STATED GOAL
Reproduce only the lines from the one that contains "Spot the white long-sleeve" through the end of the items, requests included. Multiply every x and y coordinate in the answers by 1.15 and round each result to a whole number, rounding halves up.
— Start —
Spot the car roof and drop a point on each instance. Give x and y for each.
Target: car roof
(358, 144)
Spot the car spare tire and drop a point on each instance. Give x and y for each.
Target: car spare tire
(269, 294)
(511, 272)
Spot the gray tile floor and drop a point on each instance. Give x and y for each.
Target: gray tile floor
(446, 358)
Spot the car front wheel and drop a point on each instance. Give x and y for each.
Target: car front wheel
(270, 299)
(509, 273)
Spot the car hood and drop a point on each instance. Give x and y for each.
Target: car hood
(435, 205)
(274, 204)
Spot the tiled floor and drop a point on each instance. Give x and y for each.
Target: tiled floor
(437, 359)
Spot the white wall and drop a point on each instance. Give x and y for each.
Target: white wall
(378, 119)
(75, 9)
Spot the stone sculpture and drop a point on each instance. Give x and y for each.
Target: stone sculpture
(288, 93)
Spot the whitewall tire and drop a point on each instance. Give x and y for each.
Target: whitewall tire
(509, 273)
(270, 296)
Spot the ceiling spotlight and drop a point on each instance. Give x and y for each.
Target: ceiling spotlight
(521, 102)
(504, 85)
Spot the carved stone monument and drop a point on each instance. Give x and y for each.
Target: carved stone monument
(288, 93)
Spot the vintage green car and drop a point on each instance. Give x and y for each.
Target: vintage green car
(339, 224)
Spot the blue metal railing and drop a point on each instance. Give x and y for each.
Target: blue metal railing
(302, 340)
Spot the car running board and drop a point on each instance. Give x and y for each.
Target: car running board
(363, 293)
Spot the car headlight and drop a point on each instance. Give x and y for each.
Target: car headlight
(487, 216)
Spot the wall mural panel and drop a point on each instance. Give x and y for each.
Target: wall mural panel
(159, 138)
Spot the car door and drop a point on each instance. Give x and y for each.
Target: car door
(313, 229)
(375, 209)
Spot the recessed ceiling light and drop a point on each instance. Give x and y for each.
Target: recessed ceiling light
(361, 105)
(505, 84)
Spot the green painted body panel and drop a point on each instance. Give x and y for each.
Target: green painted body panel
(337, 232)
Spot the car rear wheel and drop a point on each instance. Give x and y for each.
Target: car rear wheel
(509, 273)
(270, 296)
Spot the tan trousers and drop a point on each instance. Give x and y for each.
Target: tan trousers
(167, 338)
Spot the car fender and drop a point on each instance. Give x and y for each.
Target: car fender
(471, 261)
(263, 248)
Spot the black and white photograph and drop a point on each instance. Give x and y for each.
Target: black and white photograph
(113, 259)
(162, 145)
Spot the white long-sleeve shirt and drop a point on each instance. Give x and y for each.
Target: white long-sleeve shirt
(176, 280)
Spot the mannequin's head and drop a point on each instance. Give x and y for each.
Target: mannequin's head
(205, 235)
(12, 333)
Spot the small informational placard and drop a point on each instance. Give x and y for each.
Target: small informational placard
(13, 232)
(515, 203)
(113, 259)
— End —
RESULT BELOW
Spot the white long-sleeve shirt and drop a point on each instance. Give x and y for each.
Target: white long-sleeve shirt
(202, 322)
Spot the mannequin's head and drop a point on each instance. Give x and y for each.
Target: mannequin's head
(236, 270)
(14, 383)
Spot the small informational placard and drop a point on each instance. Give x and y for each.
Target: small informational placard
(15, 267)
(592, 233)
(130, 298)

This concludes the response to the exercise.